ACTIONS TO TAKE
1. According to the profile of Henry Harms, how old was he when he bought his first camera?
2. In the profile of Henry Harms, condense the paragraph beginning "Years after retiring from teaching" into a shorter version that keeps its main facts.

DOCUMENT PASSAGE
• • • •
Henry Harms once owned a thousand cameras. He still has a closet full of them. They bear witness to a life-long love of photography.
Harms was 9 when he bought his first camera—a Baby Brownie Special. As a boy growing up on a farm near Hague, Sask., he would go to Saskatoon to watch ball games at Cairns Field. He purchased the camera at a store next to the ball diamond.
Harms’s love of photography was always closely linked with sports. In the early days, he took pictures of the Osler Monarchs’ ball games. But, he says, “I didn’t take a lot of pictures because it was expensive.”
Harms and his wife Joan had four children, all of whom were involved in sports. His youngest son, Randy, played softball. Harms always took his camera to his son’s games.
“When Randy’s team went to the midget softball finals in Halifax, I went along,” he says. “I rented a car and went to all the tourist sites and took pictures.”
Early in his career as a high school teacher, Harms worked for two years as dean of boys at Rosthern Junior College (RJC).
There he met a Grade 10 boy who didn’t quite fit in with the other students. The boy was interested in photography, so Harms taught him how to print pictures.
Years after retiring from teaching, Harms worked at a Saskatoon photography shop called The Darkroom. One day a man walked in with film to be developed. Harms describes him as “a hippie-type guy who drove a Volkswagen van.” He recognized his former student right away, although the man didn’t know him.
“He told me his stories, how he had done photos for National Geographic and had travelled to Africa and Europe,” says Harms. “I asked him, ‘What spurred you to do this?’”
“He said his parents sent him to RJC and a teacher there had given him a chance,” says Harms. He asked the man, “Would you recognize that teacher if you saw him?” That’s when the man recognized Harms as his former dean.
When Harms retired from teaching in 1993, he worked as a freelance photographer for a company that did student portraits. He also did family portraits but he didn’t enjoy either of those jobs.
• • • •
Spatial localization data

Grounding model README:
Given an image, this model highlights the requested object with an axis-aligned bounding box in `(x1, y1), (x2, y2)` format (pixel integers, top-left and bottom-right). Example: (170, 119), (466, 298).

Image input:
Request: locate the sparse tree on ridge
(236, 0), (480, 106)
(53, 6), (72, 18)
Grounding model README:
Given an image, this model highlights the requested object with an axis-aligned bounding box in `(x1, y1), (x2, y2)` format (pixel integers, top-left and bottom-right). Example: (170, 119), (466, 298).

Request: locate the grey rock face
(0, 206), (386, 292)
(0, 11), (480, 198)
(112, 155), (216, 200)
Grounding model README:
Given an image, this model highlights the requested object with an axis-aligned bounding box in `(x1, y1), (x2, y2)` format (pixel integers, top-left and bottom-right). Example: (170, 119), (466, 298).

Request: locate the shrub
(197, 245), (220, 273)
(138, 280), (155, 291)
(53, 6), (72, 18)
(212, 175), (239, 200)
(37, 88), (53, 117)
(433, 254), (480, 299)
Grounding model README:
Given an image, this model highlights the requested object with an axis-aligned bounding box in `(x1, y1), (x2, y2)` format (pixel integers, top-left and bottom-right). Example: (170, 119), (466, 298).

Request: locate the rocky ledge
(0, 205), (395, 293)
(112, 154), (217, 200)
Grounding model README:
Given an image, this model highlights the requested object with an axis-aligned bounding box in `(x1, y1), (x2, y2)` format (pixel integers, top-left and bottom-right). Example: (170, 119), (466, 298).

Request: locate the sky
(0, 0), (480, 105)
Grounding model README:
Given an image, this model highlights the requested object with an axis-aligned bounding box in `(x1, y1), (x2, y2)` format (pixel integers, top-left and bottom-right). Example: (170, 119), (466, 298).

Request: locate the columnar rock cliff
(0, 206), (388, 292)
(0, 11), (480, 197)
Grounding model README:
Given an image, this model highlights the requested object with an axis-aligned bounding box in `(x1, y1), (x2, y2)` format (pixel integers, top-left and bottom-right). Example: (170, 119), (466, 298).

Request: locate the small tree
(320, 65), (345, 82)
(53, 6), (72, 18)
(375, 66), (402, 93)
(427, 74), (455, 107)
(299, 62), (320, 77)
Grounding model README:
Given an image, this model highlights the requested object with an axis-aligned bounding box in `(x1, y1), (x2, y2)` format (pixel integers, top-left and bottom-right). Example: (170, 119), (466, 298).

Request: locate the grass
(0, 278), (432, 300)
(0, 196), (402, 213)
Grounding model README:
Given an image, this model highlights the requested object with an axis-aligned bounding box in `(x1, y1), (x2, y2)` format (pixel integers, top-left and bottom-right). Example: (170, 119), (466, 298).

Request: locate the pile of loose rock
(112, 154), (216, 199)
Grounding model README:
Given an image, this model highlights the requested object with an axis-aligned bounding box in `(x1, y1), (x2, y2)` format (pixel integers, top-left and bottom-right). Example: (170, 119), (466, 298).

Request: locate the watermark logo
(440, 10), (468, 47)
• • • •
ANSWER SET
1. He was 9.

2. Years after retiring from teaching, Harms worked at The Darkroom, a Saskatoon photography shop. A man Harms describes as "a hippie-type guy who drove a Volkswagen van" brought in film to be developed. Harms recognized him at once as his former student, though the man didn't know him.